§ **EXERCISE DIRECTIONS**
Write out the listing again, changing every "thin branch" to "twig" and leaving everything else as it is. Leave the pictures out.

§ **INPUT RECORDS**
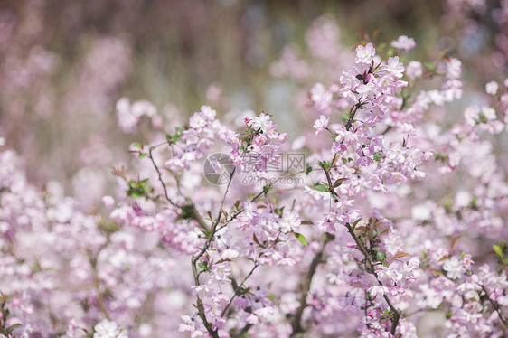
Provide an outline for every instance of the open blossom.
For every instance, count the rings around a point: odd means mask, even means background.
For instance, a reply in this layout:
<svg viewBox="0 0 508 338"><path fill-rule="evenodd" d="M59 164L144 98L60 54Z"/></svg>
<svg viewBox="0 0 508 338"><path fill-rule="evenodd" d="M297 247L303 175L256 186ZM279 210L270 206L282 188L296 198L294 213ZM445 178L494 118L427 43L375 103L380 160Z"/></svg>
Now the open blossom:
<svg viewBox="0 0 508 338"><path fill-rule="evenodd" d="M485 85L485 92L490 95L495 95L499 85L495 81L490 81Z"/></svg>
<svg viewBox="0 0 508 338"><path fill-rule="evenodd" d="M422 74L421 63L415 61L409 61L406 66L406 74L411 80L420 77Z"/></svg>
<svg viewBox="0 0 508 338"><path fill-rule="evenodd" d="M372 61L376 50L372 43L368 43L365 47L360 45L356 47L356 62L369 64Z"/></svg>
<svg viewBox="0 0 508 338"><path fill-rule="evenodd" d="M315 129L315 135L319 135L323 130L326 129L328 127L328 122L330 122L330 117L326 117L325 115L319 117L314 122L314 128Z"/></svg>
<svg viewBox="0 0 508 338"><path fill-rule="evenodd" d="M390 45L393 48L398 48L400 50L404 50L404 52L408 52L415 48L416 43L413 38L409 38L406 35L400 35L397 40L392 41Z"/></svg>
<svg viewBox="0 0 508 338"><path fill-rule="evenodd" d="M464 264L462 264L462 262L460 262L455 256L447 259L443 265L443 269L447 271L447 276L451 279L460 278L464 272L466 272Z"/></svg>
<svg viewBox="0 0 508 338"><path fill-rule="evenodd" d="M125 331L120 330L117 323L108 319L102 320L94 326L94 338L127 338L127 334Z"/></svg>
<svg viewBox="0 0 508 338"><path fill-rule="evenodd" d="M252 118L249 124L252 128L259 129L263 132L266 132L272 127L270 117L265 113L261 113L259 117Z"/></svg>

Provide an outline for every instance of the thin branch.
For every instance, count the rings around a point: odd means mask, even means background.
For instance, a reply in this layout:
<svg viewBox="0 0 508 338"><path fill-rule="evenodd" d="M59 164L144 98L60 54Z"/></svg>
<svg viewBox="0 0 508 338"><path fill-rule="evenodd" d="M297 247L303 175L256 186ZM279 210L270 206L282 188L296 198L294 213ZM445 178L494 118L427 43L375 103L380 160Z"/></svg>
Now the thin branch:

§ **OUTPUT FOR THIS EXERCISE**
Provide an outline for every instance of the open blossom.
For every instance, count the rings around a point: odd means mask, even means background.
For instance, a reply in this layout:
<svg viewBox="0 0 508 338"><path fill-rule="evenodd" d="M59 164L144 98L60 54Z"/></svg>
<svg viewBox="0 0 508 338"><path fill-rule="evenodd" d="M297 247L303 175L256 186ZM279 210L270 206L282 188L296 198L294 213ZM445 178L494 118L427 43L375 103L380 160Z"/></svg>
Now the open blossom:
<svg viewBox="0 0 508 338"><path fill-rule="evenodd" d="M485 85L485 92L490 95L495 95L499 85L495 81L490 81Z"/></svg>
<svg viewBox="0 0 508 338"><path fill-rule="evenodd" d="M422 74L421 63L415 61L409 61L406 66L406 74L411 80L420 77Z"/></svg>
<svg viewBox="0 0 508 338"><path fill-rule="evenodd" d="M372 61L376 50L372 43L368 43L365 47L360 45L356 47L356 62L369 64Z"/></svg>
<svg viewBox="0 0 508 338"><path fill-rule="evenodd" d="M315 129L315 135L319 135L323 130L326 129L328 127L328 122L330 122L330 117L326 117L325 115L319 117L314 122L314 128Z"/></svg>
<svg viewBox="0 0 508 338"><path fill-rule="evenodd" d="M390 45L393 48L398 48L400 50L404 50L404 52L408 52L415 48L416 43L413 38L409 38L406 35L400 35L397 40L392 41Z"/></svg>
<svg viewBox="0 0 508 338"><path fill-rule="evenodd" d="M464 264L462 264L462 262L460 262L455 256L447 259L443 265L443 269L447 271L447 276L451 279L460 278L464 272L466 272Z"/></svg>
<svg viewBox="0 0 508 338"><path fill-rule="evenodd" d="M125 331L120 330L117 323L108 319L102 320L94 326L94 338L127 338L127 334Z"/></svg>
<svg viewBox="0 0 508 338"><path fill-rule="evenodd" d="M252 118L249 124L252 128L259 129L263 132L266 132L272 127L270 117L265 113L261 113L259 117Z"/></svg>

Provide an outline for every instance of the twig.
For every instance, count the rings around a point: odd means mask, even means background.
For instance, a reply in this layout:
<svg viewBox="0 0 508 338"><path fill-rule="evenodd" d="M59 164L144 98L60 54Z"/></svg>
<svg viewBox="0 0 508 338"><path fill-rule="evenodd" d="M297 247L303 175L256 186ZM279 210L270 206L282 188L296 198L294 213ZM445 178L494 118L427 43L375 103L380 160Z"/></svg>
Now the twig:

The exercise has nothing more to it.